**Problems to work on:**
a) In the blog post about July, retype the passage starting at "so, another month." and ending at "the Roman Empire.".
b) According to the blog post about July, what features of a month might a person not know the reasons for?
c) In the blog post about July, after whom is the month of July said to be named?

**Selected extract:**

Monday, July 01, 2019

and what we ourselves think, we imagine others think also


so, another month. this would usually mean a gander, look you see, at the calendars i have spread around the home. not so much this for the month of July, as it happens. just to "mix things up", or if you like for fun, instead we will be having a look at some weirdly specific to the month magnetic calendars what i made for some friends, associates and contemporaries of mine.

but first, fantastic facts concerning the origins of July. except, well, there are none, really. even if you knew nothing of why some months are what they are - length, when they happen and name - chances are that you are aware of July being named after Julius Caesar from the days or if you like era of the Roman Empire.

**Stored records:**
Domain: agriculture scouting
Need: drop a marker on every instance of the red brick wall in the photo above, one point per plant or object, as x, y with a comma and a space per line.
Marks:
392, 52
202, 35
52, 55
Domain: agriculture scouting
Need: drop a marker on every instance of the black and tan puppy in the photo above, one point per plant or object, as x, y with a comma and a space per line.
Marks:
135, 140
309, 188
--
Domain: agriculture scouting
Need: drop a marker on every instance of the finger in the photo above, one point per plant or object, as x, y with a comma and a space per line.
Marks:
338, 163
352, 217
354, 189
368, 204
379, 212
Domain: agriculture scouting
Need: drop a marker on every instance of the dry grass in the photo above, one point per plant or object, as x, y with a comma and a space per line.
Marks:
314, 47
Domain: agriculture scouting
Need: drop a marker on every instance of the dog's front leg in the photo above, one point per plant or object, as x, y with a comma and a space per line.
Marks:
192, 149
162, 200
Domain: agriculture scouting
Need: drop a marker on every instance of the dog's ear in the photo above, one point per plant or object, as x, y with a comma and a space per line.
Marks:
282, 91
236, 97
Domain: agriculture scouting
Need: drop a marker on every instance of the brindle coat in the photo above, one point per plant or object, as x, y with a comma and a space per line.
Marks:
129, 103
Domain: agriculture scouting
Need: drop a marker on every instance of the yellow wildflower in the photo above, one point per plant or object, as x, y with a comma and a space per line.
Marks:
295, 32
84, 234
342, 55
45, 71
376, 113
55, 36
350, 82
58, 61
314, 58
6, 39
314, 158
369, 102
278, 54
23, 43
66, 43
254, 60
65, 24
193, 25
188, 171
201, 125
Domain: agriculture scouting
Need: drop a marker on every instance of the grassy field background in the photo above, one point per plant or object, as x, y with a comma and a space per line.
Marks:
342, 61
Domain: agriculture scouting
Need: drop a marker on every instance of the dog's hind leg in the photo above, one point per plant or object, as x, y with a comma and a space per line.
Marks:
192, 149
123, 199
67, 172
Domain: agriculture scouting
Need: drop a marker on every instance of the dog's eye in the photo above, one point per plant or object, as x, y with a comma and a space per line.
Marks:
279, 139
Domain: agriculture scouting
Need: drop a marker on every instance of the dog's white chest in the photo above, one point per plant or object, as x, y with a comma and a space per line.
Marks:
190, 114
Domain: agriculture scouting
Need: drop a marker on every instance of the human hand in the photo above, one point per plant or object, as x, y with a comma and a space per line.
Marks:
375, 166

**Solutions for each task:**
a)
so, another month. this would usually mean a gander, look you see, at the calendars i have spread around the home. not so much this for the month of July, as it happens. just to "mix things up", or if you like for fun, instead we will be having a look at some weirdly specific to the month magnetic calendars what i made for some friends, associates and contemporaries of mine.

but first, fantastic facts concerning the origins of July. except, well, there are none, really. even if you knew nothing of why some months are what they are - length, when they happen and name - chances are that you are aware of July being named after Julius Caesar from the days or if you like era of the Roman Empire.

b) Length, when they happen, and name

c) Julius Caesar